> **Task list**:
(1) Please list every margin figure the profitability analysis gives, along with the name of each margin.
(2) Continue the profitability analysis from its last sentence.

ROE of 2.97% reflects: net profit margin 3.22% × asset turnover 0.499× × financial leverage 1.85×. Gross margin was 23.2%, operating margin ~4.8%, and EBITDA margin 6.4%, indicating compression between gross and operating levels (elevated SG&A or other operating costs). The YoY operating income decline (-37.9%) versus a modest revenue decline (-2.6%) indicates negative operating leverage and sensitivity of profits to small top-line changes. Interest burden is negligible (interest expense ¥2.6m; coverage ~70x), so profitability pressure is operating in nature rather than financial. Tax burden appears normal-to-high (implied ~42% using reported tax and net income), further constraining net margin. Given the low asset turnover (0.499x, noting period seasonality and possible use of period-end assets), capital efficiency is a headwind to ROE alongside margin pressure.

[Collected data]
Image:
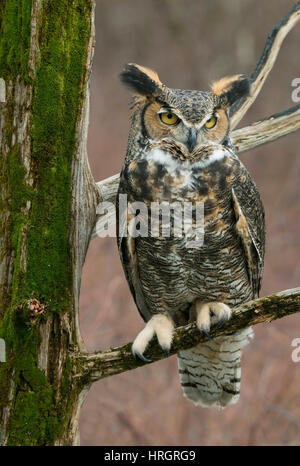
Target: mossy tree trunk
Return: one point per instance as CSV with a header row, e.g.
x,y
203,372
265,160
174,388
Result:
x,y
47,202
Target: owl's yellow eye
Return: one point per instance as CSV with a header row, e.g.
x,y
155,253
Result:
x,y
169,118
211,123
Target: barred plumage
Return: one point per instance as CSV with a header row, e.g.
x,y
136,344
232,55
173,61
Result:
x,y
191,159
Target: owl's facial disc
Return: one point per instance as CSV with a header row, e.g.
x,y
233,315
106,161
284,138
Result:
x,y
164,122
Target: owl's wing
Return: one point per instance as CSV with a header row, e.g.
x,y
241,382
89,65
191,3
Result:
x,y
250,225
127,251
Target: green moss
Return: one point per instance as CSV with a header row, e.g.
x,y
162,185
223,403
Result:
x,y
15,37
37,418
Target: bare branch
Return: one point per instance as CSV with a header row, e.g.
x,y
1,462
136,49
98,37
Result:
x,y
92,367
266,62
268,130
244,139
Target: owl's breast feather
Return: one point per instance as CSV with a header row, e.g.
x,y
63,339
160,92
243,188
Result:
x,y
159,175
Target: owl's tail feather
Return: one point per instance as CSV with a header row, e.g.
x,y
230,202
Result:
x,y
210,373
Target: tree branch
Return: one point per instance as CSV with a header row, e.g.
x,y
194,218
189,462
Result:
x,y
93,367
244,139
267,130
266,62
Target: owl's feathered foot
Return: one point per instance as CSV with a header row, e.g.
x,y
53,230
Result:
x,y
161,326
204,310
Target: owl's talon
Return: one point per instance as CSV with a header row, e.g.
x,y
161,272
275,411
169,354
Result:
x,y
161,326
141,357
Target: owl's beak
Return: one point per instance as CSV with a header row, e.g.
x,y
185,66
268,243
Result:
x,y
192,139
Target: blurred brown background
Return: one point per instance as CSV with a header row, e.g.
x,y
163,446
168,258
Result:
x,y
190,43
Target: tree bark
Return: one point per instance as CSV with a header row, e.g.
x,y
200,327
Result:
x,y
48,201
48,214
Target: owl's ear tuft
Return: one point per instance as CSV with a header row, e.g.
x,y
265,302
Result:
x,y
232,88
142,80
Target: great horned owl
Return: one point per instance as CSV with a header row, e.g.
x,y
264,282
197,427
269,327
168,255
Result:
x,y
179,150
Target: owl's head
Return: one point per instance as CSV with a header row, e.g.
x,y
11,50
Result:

> **Expected answers**:
(1)
- Net profit margin: 3.22%
- Gross margin: 23.2%
- Operating margin: ~4.8%
- EBITDA margin: 6.4%

(2)
Revenue contracted 2.6% YoY to ¥3,876 million, suggesting soft demand or project timing effects. The disproportionate decline in operating income (-37.9% YoY) highlights margin pressure, likely from unfavorable mix, cost inflation, or under-absorption. Net income fell 40.7% YoY to ¥125 million, indicating that profitability, rather than volume, is the main drag on growth. Gross profit of ¥900 million and a 23.2% gross margin imply cost of sales rigidity relative to sales. Ordinary income (¥181m) tracked close to operating income, suggesting limited non-operating offsets. Sustainability hinges on stabilizing gross margin and improving utilization; without a rebound in margin, top-line stabilization alone may not restore earnings momentum. The outlook, based on current run-rate, points to subdued earnings growth unless cost normalization or pricing actions materialize. Data limitations (e.g., lack of segment/order backlog disclosure) constrain visibility into the durability of demand.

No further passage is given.